◆ OBJECTIVE
Find each line below that contains the word "black", and copy every such line in full.

◆ DATA TO PROCESS
○ ○ ○ ○ ○ ○ ○

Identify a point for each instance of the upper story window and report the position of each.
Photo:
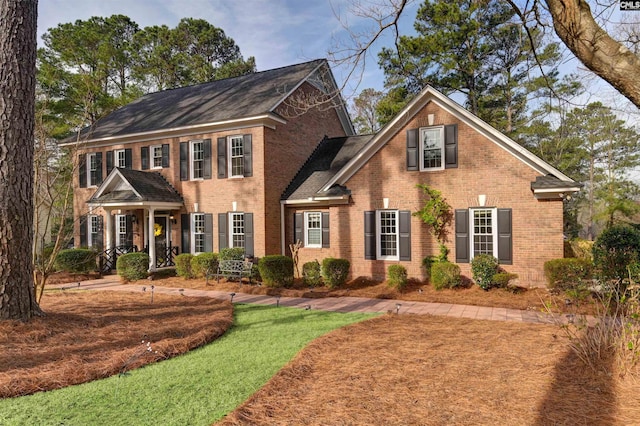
(236, 156)
(156, 156)
(197, 159)
(313, 229)
(432, 148)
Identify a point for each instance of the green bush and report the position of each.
(502, 279)
(335, 271)
(183, 265)
(615, 249)
(77, 261)
(204, 265)
(231, 253)
(567, 274)
(276, 271)
(311, 274)
(397, 277)
(133, 266)
(483, 268)
(445, 275)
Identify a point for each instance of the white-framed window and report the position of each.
(387, 235)
(121, 230)
(236, 156)
(197, 233)
(119, 158)
(92, 169)
(236, 230)
(156, 156)
(484, 231)
(197, 159)
(313, 229)
(432, 148)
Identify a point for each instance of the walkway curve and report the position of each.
(335, 304)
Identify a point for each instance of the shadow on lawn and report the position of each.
(578, 394)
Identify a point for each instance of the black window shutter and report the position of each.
(82, 171)
(451, 146)
(184, 160)
(83, 232)
(462, 236)
(128, 159)
(129, 225)
(208, 232)
(185, 225)
(223, 242)
(405, 234)
(207, 158)
(370, 235)
(222, 158)
(298, 228)
(413, 151)
(144, 157)
(325, 229)
(165, 155)
(100, 238)
(248, 235)
(98, 169)
(248, 155)
(505, 240)
(109, 162)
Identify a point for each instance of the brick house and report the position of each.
(201, 168)
(355, 195)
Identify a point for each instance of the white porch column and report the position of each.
(152, 240)
(109, 229)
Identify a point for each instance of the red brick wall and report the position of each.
(483, 168)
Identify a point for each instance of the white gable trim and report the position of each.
(429, 94)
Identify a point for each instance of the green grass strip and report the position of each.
(197, 388)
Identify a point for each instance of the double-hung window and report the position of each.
(197, 159)
(236, 230)
(198, 240)
(484, 232)
(432, 148)
(236, 156)
(387, 234)
(156, 156)
(313, 229)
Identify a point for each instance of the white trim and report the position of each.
(379, 255)
(427, 95)
(306, 229)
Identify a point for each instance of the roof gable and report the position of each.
(427, 95)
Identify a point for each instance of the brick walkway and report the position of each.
(337, 304)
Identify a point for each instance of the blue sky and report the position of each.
(276, 32)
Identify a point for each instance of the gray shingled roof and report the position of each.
(227, 99)
(327, 159)
(151, 186)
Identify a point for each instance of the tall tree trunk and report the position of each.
(17, 116)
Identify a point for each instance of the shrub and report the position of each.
(614, 250)
(231, 253)
(502, 279)
(204, 265)
(276, 270)
(335, 271)
(445, 275)
(567, 274)
(397, 277)
(483, 268)
(311, 274)
(133, 266)
(183, 265)
(77, 261)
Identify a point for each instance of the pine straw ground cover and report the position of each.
(87, 336)
(426, 370)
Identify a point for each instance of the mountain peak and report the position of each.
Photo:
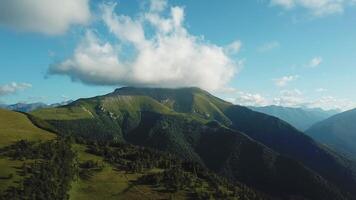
(143, 90)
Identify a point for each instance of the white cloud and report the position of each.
(268, 46)
(13, 87)
(315, 62)
(158, 5)
(43, 16)
(289, 98)
(283, 81)
(234, 47)
(321, 90)
(250, 99)
(315, 7)
(170, 57)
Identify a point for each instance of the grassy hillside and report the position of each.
(14, 127)
(195, 125)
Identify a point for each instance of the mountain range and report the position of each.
(300, 118)
(259, 150)
(337, 132)
(28, 107)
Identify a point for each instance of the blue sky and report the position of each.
(258, 52)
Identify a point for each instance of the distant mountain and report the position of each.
(28, 107)
(300, 118)
(338, 132)
(257, 149)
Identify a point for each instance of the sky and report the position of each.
(257, 52)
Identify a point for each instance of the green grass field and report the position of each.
(110, 184)
(14, 127)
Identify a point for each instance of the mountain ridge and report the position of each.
(301, 118)
(188, 122)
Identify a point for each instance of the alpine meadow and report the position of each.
(173, 99)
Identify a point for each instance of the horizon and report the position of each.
(287, 53)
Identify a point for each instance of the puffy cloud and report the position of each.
(158, 5)
(234, 47)
(250, 99)
(315, 62)
(316, 7)
(13, 88)
(43, 16)
(283, 81)
(168, 57)
(268, 46)
(291, 98)
(321, 90)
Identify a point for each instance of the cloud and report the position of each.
(283, 81)
(316, 8)
(268, 46)
(289, 98)
(330, 102)
(234, 47)
(44, 16)
(250, 99)
(321, 90)
(13, 87)
(315, 62)
(164, 54)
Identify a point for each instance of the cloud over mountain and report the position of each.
(13, 88)
(164, 53)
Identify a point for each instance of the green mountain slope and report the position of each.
(14, 127)
(35, 164)
(283, 138)
(300, 118)
(337, 132)
(198, 126)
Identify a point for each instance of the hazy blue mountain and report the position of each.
(300, 118)
(338, 132)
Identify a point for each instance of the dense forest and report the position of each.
(51, 167)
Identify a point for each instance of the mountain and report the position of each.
(338, 132)
(300, 118)
(259, 150)
(36, 164)
(28, 107)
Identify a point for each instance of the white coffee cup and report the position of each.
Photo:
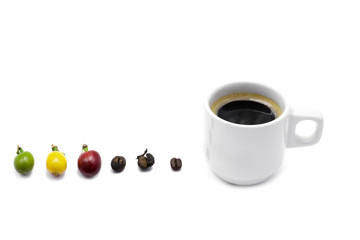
(249, 154)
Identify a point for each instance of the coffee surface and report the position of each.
(246, 108)
(246, 112)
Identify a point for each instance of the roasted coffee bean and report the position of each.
(118, 163)
(176, 164)
(146, 160)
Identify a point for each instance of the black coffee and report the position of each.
(246, 112)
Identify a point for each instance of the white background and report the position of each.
(127, 76)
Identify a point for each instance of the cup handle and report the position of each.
(298, 115)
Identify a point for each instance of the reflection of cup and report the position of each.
(249, 154)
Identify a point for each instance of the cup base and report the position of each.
(242, 182)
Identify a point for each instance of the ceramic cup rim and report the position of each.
(280, 100)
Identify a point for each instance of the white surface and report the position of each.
(125, 77)
(243, 154)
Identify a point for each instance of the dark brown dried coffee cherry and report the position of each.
(176, 164)
(146, 160)
(118, 163)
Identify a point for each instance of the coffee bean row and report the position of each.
(89, 162)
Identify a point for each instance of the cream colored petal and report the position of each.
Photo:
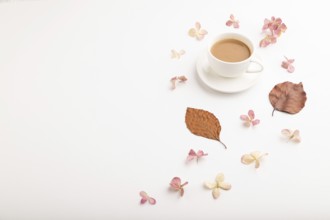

○ ○ ○ ○ ○ ○ ○

◆ SOLUTION BELOW
Identify a point for each instance of the black window shutter and report the position of each.
Identify a point for each instance of the black coffee and report the position of each.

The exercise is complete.